**Source passage:**

US/1; ATTN: US/12; HST/2; TJ/2
Most people use social media like Facebook and Twitter to share
photos of friends and family, chat with friends and strangers about
random and amusing diversions, or follow their favorite websites, bands
and television shows.
But what does the US military use those same networks for? Well, we
can't tell you: That's "classified," a CENTCOM spokesman recently
informed Raw Story.
One use that's confirmed, however, is the manipulation of social
media through the use of fake online "personas" managed by the military.
Recently the US Air Force had solicited private sector vendors for
something called "persona management software." Such a technology would
allow single individuals to command virtual armies of fake, digital
"people" across numerous social media portals.
These "personas" were to have detailed, fictionalized backgrounds,
to make them believable to outside observers, and a sophisticated
identity protection service was to back them up, preventing suspicious
readers from uncovering the real person behind the account. They even
worked out ways to game geolocating services, so these "personas" could
be virtually inserted anywhere in the world, providing ostensibly live
commentary on real events, even while the operator was not really
present.
When Raw Story first reported on the contract for this software, it was
unclear what the Air Force wanted with it or even if it had been
acquired. The potential for misuse, however, was abundantly clear.
A fake virtual army of people could be used to help create the
impression of consensus opinion in online comment threads, or manipulate
social media to the point where valuable stories are suppressed.
Ultimately, this can have the effect of causing a net change to the public's opinions and understanding of key world events.
Wired.com published an article how US spies are making investments
in the Company In-Q-Tel in order to monitor your blogs and read your
tweets.

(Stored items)
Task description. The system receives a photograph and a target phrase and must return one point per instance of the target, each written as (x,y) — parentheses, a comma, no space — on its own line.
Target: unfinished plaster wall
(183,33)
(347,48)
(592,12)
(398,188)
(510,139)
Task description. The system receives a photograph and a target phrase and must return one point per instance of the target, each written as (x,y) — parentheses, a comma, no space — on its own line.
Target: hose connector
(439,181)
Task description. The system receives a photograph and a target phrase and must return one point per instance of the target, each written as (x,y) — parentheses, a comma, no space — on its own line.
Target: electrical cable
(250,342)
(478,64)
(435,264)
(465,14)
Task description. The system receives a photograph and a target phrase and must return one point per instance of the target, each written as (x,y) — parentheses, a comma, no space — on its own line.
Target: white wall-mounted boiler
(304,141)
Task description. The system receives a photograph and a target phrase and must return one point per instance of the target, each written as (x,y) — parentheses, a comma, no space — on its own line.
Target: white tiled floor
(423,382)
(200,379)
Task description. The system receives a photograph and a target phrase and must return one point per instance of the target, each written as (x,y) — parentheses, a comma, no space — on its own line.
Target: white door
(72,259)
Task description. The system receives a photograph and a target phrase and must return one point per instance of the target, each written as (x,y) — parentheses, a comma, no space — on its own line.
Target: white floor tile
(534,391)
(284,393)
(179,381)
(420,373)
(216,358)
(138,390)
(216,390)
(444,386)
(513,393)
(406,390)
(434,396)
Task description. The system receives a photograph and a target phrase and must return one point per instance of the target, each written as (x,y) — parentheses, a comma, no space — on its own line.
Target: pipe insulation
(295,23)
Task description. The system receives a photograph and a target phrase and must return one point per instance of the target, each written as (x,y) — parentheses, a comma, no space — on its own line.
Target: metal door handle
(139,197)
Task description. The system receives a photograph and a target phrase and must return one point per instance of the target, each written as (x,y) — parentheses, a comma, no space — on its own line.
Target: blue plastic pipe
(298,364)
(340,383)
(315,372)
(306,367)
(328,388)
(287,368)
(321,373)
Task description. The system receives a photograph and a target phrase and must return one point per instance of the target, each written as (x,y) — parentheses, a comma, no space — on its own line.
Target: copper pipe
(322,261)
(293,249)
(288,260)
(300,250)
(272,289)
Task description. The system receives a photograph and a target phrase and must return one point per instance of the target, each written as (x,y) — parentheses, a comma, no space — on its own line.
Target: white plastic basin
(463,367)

**Task goal:**
Reproduce the article above on fake online personas word for word, beginning at the words "But what does" and stopping after "informed Raw Story.".

**Solved problem:**
But what does the US military use those same networks for? Well, we
can't tell you: That's "classified," a CENTCOM spokesman recently
informed Raw Story.